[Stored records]
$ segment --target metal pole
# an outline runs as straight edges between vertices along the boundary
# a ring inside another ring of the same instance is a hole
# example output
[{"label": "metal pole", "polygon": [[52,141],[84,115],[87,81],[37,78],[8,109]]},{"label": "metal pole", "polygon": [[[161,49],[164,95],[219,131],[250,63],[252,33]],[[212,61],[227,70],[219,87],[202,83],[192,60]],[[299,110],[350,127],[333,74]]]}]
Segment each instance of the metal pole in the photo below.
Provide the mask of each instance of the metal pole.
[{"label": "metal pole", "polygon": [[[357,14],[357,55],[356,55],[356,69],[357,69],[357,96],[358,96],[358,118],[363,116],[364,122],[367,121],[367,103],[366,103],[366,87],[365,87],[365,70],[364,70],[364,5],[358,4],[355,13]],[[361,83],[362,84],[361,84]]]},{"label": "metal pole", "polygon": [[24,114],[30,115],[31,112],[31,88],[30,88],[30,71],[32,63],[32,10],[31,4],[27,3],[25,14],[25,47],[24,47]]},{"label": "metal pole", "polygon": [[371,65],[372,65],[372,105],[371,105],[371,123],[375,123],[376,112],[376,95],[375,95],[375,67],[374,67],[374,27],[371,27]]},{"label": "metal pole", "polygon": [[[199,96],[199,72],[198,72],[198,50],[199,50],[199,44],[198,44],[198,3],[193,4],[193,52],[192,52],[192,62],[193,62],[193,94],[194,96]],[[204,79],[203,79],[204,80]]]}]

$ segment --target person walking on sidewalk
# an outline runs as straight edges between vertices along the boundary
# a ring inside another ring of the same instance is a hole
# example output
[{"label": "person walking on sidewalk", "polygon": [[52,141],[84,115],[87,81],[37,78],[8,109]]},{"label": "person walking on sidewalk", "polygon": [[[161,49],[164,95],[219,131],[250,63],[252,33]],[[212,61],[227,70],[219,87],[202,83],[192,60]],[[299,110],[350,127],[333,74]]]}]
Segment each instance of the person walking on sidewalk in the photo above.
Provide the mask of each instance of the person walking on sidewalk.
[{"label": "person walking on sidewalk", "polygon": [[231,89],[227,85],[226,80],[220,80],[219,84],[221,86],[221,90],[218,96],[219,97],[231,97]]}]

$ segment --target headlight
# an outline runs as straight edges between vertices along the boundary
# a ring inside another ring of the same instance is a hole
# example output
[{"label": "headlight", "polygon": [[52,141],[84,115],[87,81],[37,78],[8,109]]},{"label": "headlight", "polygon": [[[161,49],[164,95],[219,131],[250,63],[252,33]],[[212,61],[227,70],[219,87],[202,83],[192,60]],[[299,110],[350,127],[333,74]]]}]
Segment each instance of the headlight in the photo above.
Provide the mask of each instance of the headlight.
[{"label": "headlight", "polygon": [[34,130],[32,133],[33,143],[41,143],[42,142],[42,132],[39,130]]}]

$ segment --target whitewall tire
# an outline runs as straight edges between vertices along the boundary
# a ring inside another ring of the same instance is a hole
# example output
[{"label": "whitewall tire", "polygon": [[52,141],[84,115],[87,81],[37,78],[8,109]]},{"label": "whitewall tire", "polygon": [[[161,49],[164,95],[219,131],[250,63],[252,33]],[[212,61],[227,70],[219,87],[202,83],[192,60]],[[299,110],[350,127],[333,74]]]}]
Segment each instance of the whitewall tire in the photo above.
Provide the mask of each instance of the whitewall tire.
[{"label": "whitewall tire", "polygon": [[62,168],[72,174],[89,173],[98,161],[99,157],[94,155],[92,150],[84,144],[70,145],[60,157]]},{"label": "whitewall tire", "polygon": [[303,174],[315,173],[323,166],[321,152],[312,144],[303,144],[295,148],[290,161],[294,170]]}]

Problem to work on =
Scan the data for the string "above" and copy each line in which it occurs.

Task solution =
Segment each instance of the person walking on sidewalk in the photo above.
Segment each instance of the headlight in the photo above.
Segment each instance of the whitewall tire in the photo above.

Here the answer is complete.